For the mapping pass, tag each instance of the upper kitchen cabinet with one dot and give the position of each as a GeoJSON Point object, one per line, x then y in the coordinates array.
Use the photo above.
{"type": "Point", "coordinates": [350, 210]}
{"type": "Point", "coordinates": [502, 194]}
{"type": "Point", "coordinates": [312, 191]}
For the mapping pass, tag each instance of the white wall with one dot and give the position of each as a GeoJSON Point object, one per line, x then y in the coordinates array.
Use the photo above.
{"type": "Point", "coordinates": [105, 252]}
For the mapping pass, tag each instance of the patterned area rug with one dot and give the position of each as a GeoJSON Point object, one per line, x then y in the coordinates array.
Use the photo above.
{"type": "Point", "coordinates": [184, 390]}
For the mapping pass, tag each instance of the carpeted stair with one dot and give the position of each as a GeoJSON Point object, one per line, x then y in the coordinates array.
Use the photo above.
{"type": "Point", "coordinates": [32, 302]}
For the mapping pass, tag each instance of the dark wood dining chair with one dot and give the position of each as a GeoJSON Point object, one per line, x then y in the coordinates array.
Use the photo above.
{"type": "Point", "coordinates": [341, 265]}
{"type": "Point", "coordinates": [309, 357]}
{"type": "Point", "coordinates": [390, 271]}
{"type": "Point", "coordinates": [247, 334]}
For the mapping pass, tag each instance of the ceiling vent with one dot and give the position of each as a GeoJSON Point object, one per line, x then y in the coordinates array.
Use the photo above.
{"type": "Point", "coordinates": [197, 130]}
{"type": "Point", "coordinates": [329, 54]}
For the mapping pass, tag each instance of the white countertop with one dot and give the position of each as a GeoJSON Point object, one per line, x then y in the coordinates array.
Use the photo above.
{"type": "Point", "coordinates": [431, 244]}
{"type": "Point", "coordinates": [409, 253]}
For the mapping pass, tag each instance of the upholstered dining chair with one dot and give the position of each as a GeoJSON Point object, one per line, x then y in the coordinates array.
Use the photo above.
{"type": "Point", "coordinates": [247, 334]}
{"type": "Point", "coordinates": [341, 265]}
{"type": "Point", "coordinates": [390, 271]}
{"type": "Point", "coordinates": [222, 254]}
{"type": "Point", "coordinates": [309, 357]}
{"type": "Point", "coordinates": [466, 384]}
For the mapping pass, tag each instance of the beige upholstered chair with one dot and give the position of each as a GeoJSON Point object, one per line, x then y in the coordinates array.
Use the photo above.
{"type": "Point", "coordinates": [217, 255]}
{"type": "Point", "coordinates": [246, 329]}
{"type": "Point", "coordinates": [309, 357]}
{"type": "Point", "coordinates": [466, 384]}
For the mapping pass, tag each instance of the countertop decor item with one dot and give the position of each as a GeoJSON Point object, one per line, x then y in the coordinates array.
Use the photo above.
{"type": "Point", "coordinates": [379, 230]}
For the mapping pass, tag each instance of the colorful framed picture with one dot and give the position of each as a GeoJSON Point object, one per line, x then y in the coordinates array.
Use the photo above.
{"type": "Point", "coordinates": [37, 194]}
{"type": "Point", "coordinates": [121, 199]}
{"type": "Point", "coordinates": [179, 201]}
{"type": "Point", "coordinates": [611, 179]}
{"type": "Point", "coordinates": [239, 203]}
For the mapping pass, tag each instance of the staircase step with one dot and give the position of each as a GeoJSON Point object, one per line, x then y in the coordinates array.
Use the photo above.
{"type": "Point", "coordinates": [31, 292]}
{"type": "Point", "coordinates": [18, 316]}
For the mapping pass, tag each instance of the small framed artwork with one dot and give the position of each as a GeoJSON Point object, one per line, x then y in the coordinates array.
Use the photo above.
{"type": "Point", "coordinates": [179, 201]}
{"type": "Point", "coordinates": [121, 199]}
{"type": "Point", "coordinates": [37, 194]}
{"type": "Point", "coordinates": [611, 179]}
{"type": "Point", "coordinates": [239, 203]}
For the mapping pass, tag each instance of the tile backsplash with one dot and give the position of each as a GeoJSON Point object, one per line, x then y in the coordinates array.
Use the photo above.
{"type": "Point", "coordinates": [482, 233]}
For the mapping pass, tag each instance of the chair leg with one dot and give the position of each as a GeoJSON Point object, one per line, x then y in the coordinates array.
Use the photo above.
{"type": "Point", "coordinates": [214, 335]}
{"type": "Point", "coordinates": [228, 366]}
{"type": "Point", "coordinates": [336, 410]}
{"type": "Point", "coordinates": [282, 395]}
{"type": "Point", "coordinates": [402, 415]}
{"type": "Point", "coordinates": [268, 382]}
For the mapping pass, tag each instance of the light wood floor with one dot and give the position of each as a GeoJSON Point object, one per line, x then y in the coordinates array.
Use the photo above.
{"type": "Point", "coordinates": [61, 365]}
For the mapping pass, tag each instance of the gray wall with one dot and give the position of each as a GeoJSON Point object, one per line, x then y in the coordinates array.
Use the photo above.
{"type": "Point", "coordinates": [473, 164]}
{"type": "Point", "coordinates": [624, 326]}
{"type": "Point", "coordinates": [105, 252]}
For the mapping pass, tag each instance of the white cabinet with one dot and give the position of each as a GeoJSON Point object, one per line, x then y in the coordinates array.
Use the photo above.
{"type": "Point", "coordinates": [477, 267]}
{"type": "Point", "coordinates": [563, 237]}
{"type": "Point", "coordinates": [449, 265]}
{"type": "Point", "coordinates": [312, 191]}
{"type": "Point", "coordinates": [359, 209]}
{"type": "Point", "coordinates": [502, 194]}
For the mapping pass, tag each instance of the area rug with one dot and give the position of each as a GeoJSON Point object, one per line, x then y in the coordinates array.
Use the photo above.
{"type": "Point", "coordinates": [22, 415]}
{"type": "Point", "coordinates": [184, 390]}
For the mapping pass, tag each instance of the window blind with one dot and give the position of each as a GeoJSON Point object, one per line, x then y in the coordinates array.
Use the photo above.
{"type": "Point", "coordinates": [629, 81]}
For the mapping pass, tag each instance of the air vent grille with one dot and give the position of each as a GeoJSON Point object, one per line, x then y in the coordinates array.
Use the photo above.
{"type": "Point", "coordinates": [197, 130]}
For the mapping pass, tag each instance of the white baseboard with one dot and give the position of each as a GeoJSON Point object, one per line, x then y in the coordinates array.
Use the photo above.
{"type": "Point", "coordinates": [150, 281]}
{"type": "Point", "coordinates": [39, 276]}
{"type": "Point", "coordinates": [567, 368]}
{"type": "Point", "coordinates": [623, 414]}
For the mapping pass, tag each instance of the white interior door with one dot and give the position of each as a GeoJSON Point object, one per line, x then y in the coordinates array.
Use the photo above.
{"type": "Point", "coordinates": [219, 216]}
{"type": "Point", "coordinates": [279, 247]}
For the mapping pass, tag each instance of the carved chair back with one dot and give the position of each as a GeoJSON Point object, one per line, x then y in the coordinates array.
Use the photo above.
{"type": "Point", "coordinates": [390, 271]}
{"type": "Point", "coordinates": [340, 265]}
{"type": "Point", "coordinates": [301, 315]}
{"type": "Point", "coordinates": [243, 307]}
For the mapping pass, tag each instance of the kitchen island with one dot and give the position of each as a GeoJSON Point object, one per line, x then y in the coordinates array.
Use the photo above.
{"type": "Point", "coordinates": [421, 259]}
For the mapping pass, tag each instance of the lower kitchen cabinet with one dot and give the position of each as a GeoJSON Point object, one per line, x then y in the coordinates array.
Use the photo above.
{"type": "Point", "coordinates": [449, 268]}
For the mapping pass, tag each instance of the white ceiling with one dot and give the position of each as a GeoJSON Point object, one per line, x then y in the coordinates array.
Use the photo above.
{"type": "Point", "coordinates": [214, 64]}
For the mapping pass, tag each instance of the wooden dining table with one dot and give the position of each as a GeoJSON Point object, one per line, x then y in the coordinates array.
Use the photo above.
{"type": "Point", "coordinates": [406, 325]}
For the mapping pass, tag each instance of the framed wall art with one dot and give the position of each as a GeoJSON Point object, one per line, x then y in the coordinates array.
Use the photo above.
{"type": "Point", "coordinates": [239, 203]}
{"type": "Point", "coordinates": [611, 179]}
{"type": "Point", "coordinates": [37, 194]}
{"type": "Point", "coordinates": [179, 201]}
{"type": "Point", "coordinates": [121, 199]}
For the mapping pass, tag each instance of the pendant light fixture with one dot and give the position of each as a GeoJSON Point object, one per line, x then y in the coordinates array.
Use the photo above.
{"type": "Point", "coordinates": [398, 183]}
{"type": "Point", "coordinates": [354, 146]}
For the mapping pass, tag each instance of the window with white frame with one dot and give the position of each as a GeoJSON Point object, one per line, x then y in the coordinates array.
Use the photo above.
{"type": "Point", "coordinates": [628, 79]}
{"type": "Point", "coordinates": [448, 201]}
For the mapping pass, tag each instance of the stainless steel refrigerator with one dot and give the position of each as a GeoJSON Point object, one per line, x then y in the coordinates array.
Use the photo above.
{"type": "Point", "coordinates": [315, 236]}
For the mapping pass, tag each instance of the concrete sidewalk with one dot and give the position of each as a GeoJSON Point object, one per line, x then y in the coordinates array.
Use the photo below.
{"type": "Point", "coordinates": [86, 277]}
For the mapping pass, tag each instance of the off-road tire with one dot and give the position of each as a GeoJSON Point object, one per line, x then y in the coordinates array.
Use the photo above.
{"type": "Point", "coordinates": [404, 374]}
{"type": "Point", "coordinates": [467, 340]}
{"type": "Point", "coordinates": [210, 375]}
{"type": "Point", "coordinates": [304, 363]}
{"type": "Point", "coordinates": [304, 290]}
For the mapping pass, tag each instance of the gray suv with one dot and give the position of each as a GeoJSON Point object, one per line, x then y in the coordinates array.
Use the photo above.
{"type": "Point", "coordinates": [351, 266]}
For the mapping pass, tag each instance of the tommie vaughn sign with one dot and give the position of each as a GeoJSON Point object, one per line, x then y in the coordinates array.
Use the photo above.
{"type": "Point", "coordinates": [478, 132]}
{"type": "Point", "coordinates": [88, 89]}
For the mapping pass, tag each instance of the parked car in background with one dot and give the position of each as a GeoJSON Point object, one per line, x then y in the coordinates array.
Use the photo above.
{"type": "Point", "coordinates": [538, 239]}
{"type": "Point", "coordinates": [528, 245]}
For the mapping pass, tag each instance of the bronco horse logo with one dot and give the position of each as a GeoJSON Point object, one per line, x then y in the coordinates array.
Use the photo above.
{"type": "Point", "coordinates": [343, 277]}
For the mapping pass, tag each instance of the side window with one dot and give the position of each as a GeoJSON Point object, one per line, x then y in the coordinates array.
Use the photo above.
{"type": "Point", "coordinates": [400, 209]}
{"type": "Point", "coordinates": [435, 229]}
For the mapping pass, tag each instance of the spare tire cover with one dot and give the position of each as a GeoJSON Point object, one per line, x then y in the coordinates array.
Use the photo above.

--------------------

[What the exercise asks] Reproduce exactly, with nothing added, the lines from the one that contains "For the mapping pass, tag each instance of the gray suv" to the end of the data.

[In response]
For the mapping pass, tag each instance of the gray suv with one dot and give the position of each as a GeoJSON Point object, one per line, x then y in the coordinates array.
Use the photo above.
{"type": "Point", "coordinates": [351, 266]}
For the mapping pass, tag each instance of the tommie vaughn sign with one dot and give the position of each as a GeoJSON Point object, one per line, x then y in the coordinates array.
Use the photo above.
{"type": "Point", "coordinates": [478, 132]}
{"type": "Point", "coordinates": [88, 89]}
For the mapping pass, tag each instance of the parked car in background with one dot and give the position of each as a GeoJSON Point object, one per line, x then y in the coordinates array.
Use the photo above.
{"type": "Point", "coordinates": [538, 239]}
{"type": "Point", "coordinates": [528, 245]}
For the mapping pass, tag each instance of the bronco horse logo with one dot and give the position of each as a GeoJSON Point object, one per line, x then y in the coordinates array.
Use the photo above.
{"type": "Point", "coordinates": [343, 277]}
For the mapping pass, tag each instance of the side window with one dot and give the position of each as a GeoJSON Point object, one per line, x then y in the coordinates array.
Use the photo above.
{"type": "Point", "coordinates": [400, 209]}
{"type": "Point", "coordinates": [435, 229]}
For the mapping pass, tag each instance of the spare tire cover with one dot and give the position of each as a GeoJSON Point object, one per line, x then y in the coordinates array.
Use the photo above.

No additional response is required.